■ EXERCISES:
(a) According to the Adler railway station text, when did construction of the new station begin?
(b) Continue the text on Adler railway station from the point where it stops.
— start EXCERPTED PASSAGE —
Adler railway station () is a railway station in Adler District of Sochi. It is located on the North Caucasus Railway, a regional subsidiary of Russian Railways, and one of the largest rail passenger terminals in Russia.

History
Construction of the new railway station began in November 2010 to replace the existing one, which is located to the west. It is a hall of 150 by 60 m, in two parts, one on the side of the sea, and one on the city side. There is a car park, and the roof features solar collectors, which are used for heating.

The new station has a capacity of 3000 to 5000 passengers per hour in normal operation and up to 20,000 passengers on the opening day of the 2014 Olympic Games. Construction was completed in 2013.
— end EXCERPTED PASSAGE —
— start EXTRACTED RECORDS —
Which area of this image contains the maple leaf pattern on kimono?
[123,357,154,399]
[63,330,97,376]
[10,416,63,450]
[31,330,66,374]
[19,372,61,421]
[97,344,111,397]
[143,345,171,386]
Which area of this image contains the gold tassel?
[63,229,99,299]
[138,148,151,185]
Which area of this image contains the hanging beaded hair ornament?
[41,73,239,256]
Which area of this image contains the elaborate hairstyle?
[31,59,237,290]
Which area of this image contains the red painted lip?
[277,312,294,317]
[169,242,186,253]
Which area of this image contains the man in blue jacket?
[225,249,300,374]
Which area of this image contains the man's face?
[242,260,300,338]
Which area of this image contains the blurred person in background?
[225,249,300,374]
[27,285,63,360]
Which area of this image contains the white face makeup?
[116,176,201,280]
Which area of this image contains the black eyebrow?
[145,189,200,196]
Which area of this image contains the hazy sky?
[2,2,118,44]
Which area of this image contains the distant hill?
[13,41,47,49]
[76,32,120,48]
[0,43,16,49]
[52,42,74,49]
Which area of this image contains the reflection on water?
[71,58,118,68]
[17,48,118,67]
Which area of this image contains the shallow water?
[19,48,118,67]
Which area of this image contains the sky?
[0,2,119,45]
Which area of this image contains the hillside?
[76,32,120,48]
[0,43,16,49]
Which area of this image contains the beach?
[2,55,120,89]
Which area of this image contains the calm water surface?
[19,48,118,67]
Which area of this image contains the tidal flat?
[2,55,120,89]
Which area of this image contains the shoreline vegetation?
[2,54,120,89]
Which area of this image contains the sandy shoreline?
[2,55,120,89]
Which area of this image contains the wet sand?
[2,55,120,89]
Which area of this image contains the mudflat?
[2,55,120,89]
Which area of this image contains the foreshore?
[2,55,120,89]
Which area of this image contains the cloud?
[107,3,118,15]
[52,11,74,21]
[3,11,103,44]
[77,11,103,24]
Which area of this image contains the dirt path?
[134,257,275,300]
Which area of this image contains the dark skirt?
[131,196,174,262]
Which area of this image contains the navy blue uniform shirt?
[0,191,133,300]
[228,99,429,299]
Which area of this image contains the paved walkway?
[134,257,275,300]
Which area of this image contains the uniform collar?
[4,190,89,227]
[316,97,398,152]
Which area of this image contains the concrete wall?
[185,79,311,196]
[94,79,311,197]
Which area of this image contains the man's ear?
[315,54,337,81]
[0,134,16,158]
— end EXTRACTED RECORDS —
■ ANSWER LIST:
(a) November 2010

(b)
The station was opened on 28 October 2013 in the presence of Russian President Vladimir Putin and Thomas Bach, the chair of the International Olympic Committee.

Trains
 Saratov – Adler
 St.Petersburg – Adler
 Nizhny Novgorod – Adler
 Moscow – Adler
 Krasnoyarsk – Adler
 Novosibirsk – Adler
 Minsk – Adler
 Vorkuta – Adler
 Yekaterinburg – Adler
 Chelyabinsk – Adler
 Perm – Adler
 Kaliningrad – Adler
 Gomel – Adler
 Rostov-on-Don – Adler
 Kislovodsk – Adler
 Vladikavkaz – Adler
 Krasnodar – Adler (Lastochka)
 Maykop – Adler (Lastochka)
 Mineralnye Vody – Adler (Lastochka)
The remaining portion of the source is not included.